**Problem to solve:** Reproduce every line of the records below verbatim, changing nothing.
------
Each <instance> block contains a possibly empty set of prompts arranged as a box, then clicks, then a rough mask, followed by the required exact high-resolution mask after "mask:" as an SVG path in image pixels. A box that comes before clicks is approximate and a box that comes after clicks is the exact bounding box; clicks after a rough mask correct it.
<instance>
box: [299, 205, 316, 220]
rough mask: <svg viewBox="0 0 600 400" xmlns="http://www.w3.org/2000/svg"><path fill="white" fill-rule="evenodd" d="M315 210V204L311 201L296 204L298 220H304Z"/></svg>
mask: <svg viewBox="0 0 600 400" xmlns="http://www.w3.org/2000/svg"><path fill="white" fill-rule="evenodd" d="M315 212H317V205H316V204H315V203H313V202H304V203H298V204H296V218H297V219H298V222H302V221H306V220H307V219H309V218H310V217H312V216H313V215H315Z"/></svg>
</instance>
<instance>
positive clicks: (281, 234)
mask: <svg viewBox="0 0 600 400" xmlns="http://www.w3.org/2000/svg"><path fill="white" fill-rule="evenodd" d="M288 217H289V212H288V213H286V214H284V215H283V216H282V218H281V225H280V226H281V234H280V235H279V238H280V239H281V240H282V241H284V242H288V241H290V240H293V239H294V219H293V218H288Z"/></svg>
------
**Worked solution:**
Each <instance> block contains a possibly empty set of prompts arranged as a box, then clicks, then a rough mask, followed by the required exact high-resolution mask after "mask:" as an SVG path in image pixels. A box that comes before clicks is approximate and a box that comes after clicks is the exact bounding box; clicks after a rough mask correct it.
<instance>
box: [299, 205, 316, 220]
rough mask: <svg viewBox="0 0 600 400" xmlns="http://www.w3.org/2000/svg"><path fill="white" fill-rule="evenodd" d="M315 210V204L311 201L296 204L298 220H304Z"/></svg>
mask: <svg viewBox="0 0 600 400" xmlns="http://www.w3.org/2000/svg"><path fill="white" fill-rule="evenodd" d="M315 212H317V205H316V204H315V203H313V202H304V203H298V204H296V218H297V219H298V222H302V221H306V220H307V219H309V218H310V217H312V216H313V215H315Z"/></svg>
</instance>
<instance>
positive clicks: (281, 234)
mask: <svg viewBox="0 0 600 400" xmlns="http://www.w3.org/2000/svg"><path fill="white" fill-rule="evenodd" d="M288 217H289V212H288V213H286V214H284V215H283V216H282V218H281V225H280V226H281V234H280V235H279V238H280V239H281V240H282V241H284V242H288V241H290V240H293V239H294V219H293V218H288Z"/></svg>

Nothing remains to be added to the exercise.